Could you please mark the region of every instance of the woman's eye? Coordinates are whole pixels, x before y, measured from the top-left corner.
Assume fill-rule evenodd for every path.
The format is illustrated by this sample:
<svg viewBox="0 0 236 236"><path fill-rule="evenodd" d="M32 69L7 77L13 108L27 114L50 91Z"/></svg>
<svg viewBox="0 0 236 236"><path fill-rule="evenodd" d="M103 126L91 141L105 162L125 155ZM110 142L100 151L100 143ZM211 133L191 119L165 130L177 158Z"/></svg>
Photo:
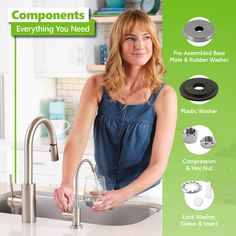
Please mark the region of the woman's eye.
<svg viewBox="0 0 236 236"><path fill-rule="evenodd" d="M144 40L148 40L148 39L150 39L151 38L151 36L145 36L143 39Z"/></svg>
<svg viewBox="0 0 236 236"><path fill-rule="evenodd" d="M135 38L134 37L127 37L126 40L129 40L129 41L130 40L135 40Z"/></svg>

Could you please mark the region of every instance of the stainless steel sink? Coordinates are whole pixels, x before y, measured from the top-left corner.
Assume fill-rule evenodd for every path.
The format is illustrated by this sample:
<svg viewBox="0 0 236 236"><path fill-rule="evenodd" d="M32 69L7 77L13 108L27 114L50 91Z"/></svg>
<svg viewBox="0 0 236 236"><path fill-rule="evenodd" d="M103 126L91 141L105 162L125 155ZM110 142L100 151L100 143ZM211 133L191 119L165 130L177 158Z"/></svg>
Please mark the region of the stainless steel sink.
<svg viewBox="0 0 236 236"><path fill-rule="evenodd" d="M20 195L20 192L15 192ZM9 214L21 214L20 209L7 205L10 193L0 195L0 212ZM142 204L142 205L141 205ZM106 212L94 212L80 200L82 222L99 225L130 225L138 223L161 210L159 204L127 203L119 208ZM52 194L37 192L36 216L50 219L66 220L56 208Z"/></svg>

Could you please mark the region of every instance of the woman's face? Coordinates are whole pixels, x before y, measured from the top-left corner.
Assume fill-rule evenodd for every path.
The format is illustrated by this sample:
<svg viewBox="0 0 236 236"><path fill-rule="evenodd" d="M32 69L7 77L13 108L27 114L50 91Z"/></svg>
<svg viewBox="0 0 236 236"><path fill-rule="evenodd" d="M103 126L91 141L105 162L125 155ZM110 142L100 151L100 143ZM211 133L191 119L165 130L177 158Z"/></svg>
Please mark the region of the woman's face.
<svg viewBox="0 0 236 236"><path fill-rule="evenodd" d="M145 65L152 56L150 33L135 27L132 32L125 35L121 56L130 65Z"/></svg>

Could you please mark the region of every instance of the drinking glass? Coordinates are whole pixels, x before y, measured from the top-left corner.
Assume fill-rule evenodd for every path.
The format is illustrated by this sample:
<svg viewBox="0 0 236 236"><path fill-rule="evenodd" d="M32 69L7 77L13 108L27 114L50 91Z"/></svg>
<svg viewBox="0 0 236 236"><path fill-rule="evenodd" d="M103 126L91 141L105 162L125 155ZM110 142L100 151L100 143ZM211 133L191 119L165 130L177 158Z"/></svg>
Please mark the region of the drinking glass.
<svg viewBox="0 0 236 236"><path fill-rule="evenodd" d="M84 201L88 207L99 205L103 201L98 198L106 193L106 183L104 176L86 176L84 185Z"/></svg>

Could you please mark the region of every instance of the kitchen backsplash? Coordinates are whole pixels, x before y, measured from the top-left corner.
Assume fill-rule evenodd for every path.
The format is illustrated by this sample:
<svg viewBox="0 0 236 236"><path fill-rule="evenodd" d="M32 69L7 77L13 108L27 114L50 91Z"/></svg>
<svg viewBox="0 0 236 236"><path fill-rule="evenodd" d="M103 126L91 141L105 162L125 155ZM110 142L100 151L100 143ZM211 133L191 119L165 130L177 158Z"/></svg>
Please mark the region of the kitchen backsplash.
<svg viewBox="0 0 236 236"><path fill-rule="evenodd" d="M56 79L56 97L65 101L66 119L73 125L80 94L85 83L84 78Z"/></svg>

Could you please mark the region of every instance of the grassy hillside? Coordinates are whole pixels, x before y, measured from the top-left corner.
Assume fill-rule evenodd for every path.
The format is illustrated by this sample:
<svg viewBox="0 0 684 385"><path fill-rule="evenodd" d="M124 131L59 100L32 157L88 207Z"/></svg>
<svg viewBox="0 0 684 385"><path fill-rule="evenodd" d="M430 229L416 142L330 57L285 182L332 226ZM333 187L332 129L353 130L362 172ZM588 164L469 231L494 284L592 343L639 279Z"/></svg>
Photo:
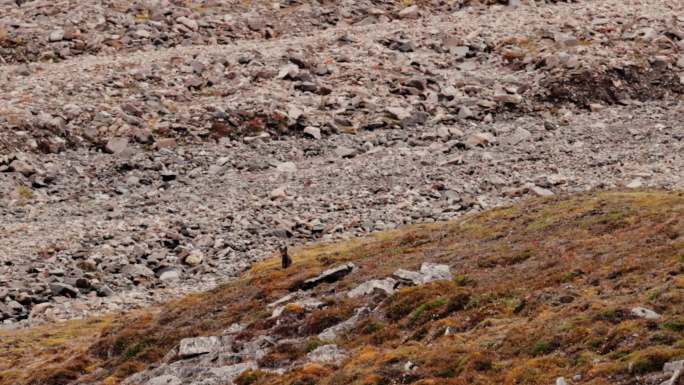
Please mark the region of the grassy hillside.
<svg viewBox="0 0 684 385"><path fill-rule="evenodd" d="M0 385L117 384L158 362L181 338L249 325L301 343L279 346L262 367L301 362L316 346L354 352L340 367L295 365L285 375L254 371L240 384L583 384L648 383L684 357L684 193L600 192L536 199L449 223L296 249L294 265L254 266L240 280L149 312L49 328L0 332ZM358 269L316 287L327 306L286 309L273 328L267 303L323 269ZM448 264L453 281L402 289L388 298L335 292L397 268ZM336 341L315 336L376 308ZM658 320L638 318L635 306ZM446 332L448 330L448 332ZM410 361L415 369L403 368Z"/></svg>

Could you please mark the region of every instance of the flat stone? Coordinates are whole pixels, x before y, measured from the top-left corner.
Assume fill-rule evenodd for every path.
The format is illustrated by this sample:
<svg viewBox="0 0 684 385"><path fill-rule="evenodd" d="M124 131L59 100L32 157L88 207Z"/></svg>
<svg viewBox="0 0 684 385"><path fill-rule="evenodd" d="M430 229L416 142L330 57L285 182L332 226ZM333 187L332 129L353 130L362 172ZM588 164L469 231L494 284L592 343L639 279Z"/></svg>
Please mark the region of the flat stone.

### Task objective:
Could you give the material above again, exactly and without its pictures?

### Answer:
Could you please mark the region of every instance of the woman's eye? Coordinates are whole pixels, x before y, measured from the top-left corner.
Assume fill-rule evenodd for every path.
The format is illustrated by this sample:
<svg viewBox="0 0 236 236"><path fill-rule="evenodd" d="M32 69L7 77L13 108L27 114L50 91Z"/></svg>
<svg viewBox="0 0 236 236"><path fill-rule="evenodd" d="M103 126L91 141L105 162L125 155ZM110 142L100 151L100 143ZM211 133L191 119L165 130L177 158Z"/></svg>
Photo:
Please mark the region of the woman's eye.
<svg viewBox="0 0 236 236"><path fill-rule="evenodd" d="M144 40L148 40L148 39L150 39L151 38L151 36L145 36L143 39Z"/></svg>
<svg viewBox="0 0 236 236"><path fill-rule="evenodd" d="M135 38L134 37L127 37L126 40L129 40L129 41L130 40L135 40Z"/></svg>

Could you please mark the region of every instance of the stainless steel sink? Coordinates are whole pixels, x before y, measured from the top-left corner.
Assume fill-rule evenodd for every path.
The format is illustrated by this sample:
<svg viewBox="0 0 236 236"><path fill-rule="evenodd" d="M32 69L7 77L13 108L27 114L50 91Z"/></svg>
<svg viewBox="0 0 236 236"><path fill-rule="evenodd" d="M103 126L91 141L105 162L125 155ZM110 142L100 151L100 143ZM211 133L191 119L165 130L177 158Z"/></svg>
Please mark the region of the stainless steel sink.
<svg viewBox="0 0 236 236"><path fill-rule="evenodd" d="M20 195L20 192L15 192ZM9 214L21 214L20 209L7 205L10 193L0 195L0 212ZM142 204L142 205L141 205ZM106 212L94 212L80 200L82 222L99 225L130 225L138 223L161 210L159 204L127 203L119 208ZM52 194L37 192L36 216L50 219L66 220L56 208Z"/></svg>

Could you please mark the region of every instance of the woman's face? Coordinates are whole pixels, x before y, measured from the top-left corner.
Assume fill-rule evenodd for every path.
The format is illustrated by this sample:
<svg viewBox="0 0 236 236"><path fill-rule="evenodd" d="M32 69L7 77L13 108L27 114L50 91Z"/></svg>
<svg viewBox="0 0 236 236"><path fill-rule="evenodd" d="M103 126L91 141L105 162L125 155ZM110 142L100 151L100 143ZM211 133L191 119L165 130L177 158Z"/></svg>
Please mark the region of the woman's face.
<svg viewBox="0 0 236 236"><path fill-rule="evenodd" d="M145 65L152 56L150 33L135 27L132 32L125 35L121 56L130 65Z"/></svg>

Could you please mark the region of every instance of the drinking glass? Coordinates are whole pixels, x before y, measured from the top-left corner.
Assume fill-rule evenodd for every path.
The format is illustrated by this sample:
<svg viewBox="0 0 236 236"><path fill-rule="evenodd" d="M32 69L7 77L13 108L27 114L50 91Z"/></svg>
<svg viewBox="0 0 236 236"><path fill-rule="evenodd" d="M103 126L91 141L105 162L125 155ZM110 142L100 151L100 143ZM211 133L191 119L165 130L177 158Z"/></svg>
Please mark the region of the drinking glass.
<svg viewBox="0 0 236 236"><path fill-rule="evenodd" d="M84 201L88 207L99 205L103 201L98 198L106 193L106 183L104 176L86 176L84 185Z"/></svg>

Could you please mark the region of every instance of the kitchen backsplash? Coordinates are whole pixels, x before y, measured from the top-left corner.
Assume fill-rule evenodd for every path.
The format is illustrated by this sample:
<svg viewBox="0 0 236 236"><path fill-rule="evenodd" d="M32 69L7 77L13 108L27 114L50 91Z"/></svg>
<svg viewBox="0 0 236 236"><path fill-rule="evenodd" d="M103 126L91 141L105 162L125 155ZM110 142L100 151L100 143ZM211 133L191 119L165 130L177 158Z"/></svg>
Please mark the region of the kitchen backsplash.
<svg viewBox="0 0 236 236"><path fill-rule="evenodd" d="M56 79L56 97L65 101L66 119L73 125L80 94L85 83L84 78Z"/></svg>

Could you please mark the region of every instance of the grassy hillside? Coordinates are whole pixels, x before y, measured from the top-left corner.
Assume fill-rule evenodd for every path.
The format is illustrated by this sample:
<svg viewBox="0 0 684 385"><path fill-rule="evenodd" d="M124 131L59 100L32 157L88 207Z"/></svg>
<svg viewBox="0 0 684 385"><path fill-rule="evenodd" d="M430 229L416 142L330 57L285 182L332 226ZM333 187L332 129L353 130L362 172ZM588 164L469 231L494 284L592 343L639 279Z"/></svg>
Photo:
Please mark the region of the grassy hillside.
<svg viewBox="0 0 684 385"><path fill-rule="evenodd" d="M0 385L117 384L158 362L181 338L249 325L301 343L279 346L262 367L301 362L316 346L354 352L340 367L295 365L285 375L254 371L240 384L583 384L648 383L684 357L684 193L600 192L536 199L449 223L296 249L294 265L254 266L240 280L149 312L49 328L0 332ZM358 269L316 287L327 306L286 309L273 328L267 303L323 269ZM448 264L453 281L402 289L388 298L335 292L397 268ZM336 341L315 336L376 308ZM658 320L638 318L635 306ZM446 332L448 330L448 332ZM410 361L415 369L403 368Z"/></svg>

Could you please mark the region of every instance of the flat stone? Coordinates are whole pixels, x before y, measured from the top-left corner.
Assume fill-rule evenodd for every path.
The format is illustrated by this sample:
<svg viewBox="0 0 684 385"><path fill-rule="evenodd" d="M124 131L59 100L32 157L88 207Z"/></svg>
<svg viewBox="0 0 684 385"><path fill-rule="evenodd" d="M430 229L416 142L330 57L285 182L332 226ZM333 187L332 129L353 130L362 172ZM588 164L469 231L494 284L592 343L639 279Z"/></svg>
Please mark the region of the flat stone.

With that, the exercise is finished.